The LSU AgCenter is converting a warehouse to a bottling plant that will serve entrepreneurs working at its Food Incubator who have outgrown smaller production facilities.
The project is expected to be completed in May 2018. The 4,500-square-foot plant will be able to process 1,400 gallons of dressings, beverages and other liquid products — which are among the most popular items made at the incubator — per day, said incubator director Gaye Sandoz.
The Food Incubator, which opened in 2013, provides kitchen space, equipment, marketing advice and scientific services to food companies, particularly small start-ups. The new bottling plant will be located at the intersection of Gourrier Avenue and West Parker Boulevard on the LSU campus.
The plant will fill a void seen by incubator tenants with fast-growing customer demand, Sandoz said. Some tenants need to make large batches of products, so it’s inefficient to continue using the small-scale bottling equipment the incubator has at Ingram Hall at LSU. But they still don’t make or sell enough to sign on with a co-packer, which is a facility that manufactures products on their behalf.
“We want to get to a level where they can increase their volume and sales, then we can hand them off to the co-packers and keep them in Louisiana,” Sandoz said.

## PROVIDED ENTRIES
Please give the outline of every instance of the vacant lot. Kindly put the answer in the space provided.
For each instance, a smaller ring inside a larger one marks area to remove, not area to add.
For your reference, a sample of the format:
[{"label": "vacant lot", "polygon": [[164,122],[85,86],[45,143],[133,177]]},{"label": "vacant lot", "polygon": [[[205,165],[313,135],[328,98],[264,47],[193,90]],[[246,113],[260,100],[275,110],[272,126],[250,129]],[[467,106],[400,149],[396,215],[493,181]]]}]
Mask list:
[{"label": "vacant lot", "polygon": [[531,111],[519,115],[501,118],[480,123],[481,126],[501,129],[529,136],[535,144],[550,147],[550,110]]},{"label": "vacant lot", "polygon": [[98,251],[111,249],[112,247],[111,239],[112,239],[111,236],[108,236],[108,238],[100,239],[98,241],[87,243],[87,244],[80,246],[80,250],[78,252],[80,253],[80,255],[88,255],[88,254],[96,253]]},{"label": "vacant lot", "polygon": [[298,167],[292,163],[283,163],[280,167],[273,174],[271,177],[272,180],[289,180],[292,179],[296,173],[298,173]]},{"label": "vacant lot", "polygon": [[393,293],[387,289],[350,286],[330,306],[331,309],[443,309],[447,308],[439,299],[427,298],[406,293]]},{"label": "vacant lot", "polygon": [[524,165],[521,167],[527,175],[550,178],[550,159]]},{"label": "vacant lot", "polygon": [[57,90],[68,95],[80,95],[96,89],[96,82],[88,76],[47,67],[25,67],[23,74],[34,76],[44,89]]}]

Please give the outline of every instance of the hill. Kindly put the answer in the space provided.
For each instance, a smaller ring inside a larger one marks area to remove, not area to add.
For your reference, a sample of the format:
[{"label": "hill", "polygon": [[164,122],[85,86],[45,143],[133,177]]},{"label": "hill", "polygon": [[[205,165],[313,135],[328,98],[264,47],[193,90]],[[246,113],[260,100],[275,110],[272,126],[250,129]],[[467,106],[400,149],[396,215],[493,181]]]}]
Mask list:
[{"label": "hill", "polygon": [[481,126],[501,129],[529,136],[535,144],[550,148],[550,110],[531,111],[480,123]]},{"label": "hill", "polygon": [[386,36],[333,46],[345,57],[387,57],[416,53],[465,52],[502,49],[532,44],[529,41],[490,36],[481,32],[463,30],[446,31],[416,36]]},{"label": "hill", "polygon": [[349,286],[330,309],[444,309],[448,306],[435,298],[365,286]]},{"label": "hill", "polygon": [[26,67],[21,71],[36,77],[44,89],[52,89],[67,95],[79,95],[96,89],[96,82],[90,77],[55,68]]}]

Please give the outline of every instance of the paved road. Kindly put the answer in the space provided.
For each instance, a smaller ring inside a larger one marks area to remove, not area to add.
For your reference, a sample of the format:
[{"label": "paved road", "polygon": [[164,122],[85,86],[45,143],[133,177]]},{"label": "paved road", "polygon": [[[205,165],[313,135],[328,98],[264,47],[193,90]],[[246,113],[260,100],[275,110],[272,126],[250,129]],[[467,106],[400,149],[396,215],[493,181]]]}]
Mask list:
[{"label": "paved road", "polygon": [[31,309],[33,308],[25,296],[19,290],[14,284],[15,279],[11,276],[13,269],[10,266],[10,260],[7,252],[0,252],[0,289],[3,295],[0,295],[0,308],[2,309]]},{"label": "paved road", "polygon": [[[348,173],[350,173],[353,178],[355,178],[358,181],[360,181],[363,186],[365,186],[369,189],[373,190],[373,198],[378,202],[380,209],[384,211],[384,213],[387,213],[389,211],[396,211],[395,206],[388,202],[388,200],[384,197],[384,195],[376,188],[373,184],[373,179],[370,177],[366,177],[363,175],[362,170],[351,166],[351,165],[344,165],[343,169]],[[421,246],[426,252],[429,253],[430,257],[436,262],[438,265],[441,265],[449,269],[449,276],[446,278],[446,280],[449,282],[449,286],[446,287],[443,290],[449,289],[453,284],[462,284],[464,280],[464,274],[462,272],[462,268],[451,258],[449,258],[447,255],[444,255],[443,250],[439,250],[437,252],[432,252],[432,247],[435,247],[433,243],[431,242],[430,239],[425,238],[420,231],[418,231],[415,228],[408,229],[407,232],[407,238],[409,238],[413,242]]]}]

## WORK TO DO
A. List every line of the rows that contains the string "Kindly", matching case exactly.
B. Go on with the article on the LSU AgCenter bottling plant, starting right after its last sentence.
The rows have no connection to the article on the LSU AgCenter bottling plant.

## OUTPUTS
A.
Please give the outline of every instance of the vacant lot. Kindly put the answer in the space provided.
Please give the outline of every instance of the hill. Kindly put the answer in the space provided.
Please give the outline of every instance of the paved road. Kindly put the answer in the space provided.

B.
Tenants can bottle a maximum of 1,500 8-ounce containers per day with the incubator’s current equipment. The new plant will be able to handle 22,400 bottles daily, Sandoz said.
The plant also will help alleviate space constraints at incubator facilities in Ingram Hall and the Animal and Food Sciences Laboratories Building.
“The companies that are successfully selling are storing their raw and processed goods here at Ingram,” Sandoz said. “We’re running out of storage space and production time for our new tenants.”
The plant facility has a loading dock and forklift. And because it is located on the outskirts of the Baton Rouge campus, large trucks will no longer have to go through congested areas to deliver ingredients and pick up finished products.
“When you’re small, you bring in a trunk-load of bottles and ingredients,” Sandoz said. “As you grow, you buy by the pallets. It’s going in or out in big lots.”
Another potential use of the facility is as a pilot plant for existing Louisiana food companies that want to make small volumes of new products.
Other incubator upgrades — such as replacing freezers and renovations to create additional kitchen space — are being planned.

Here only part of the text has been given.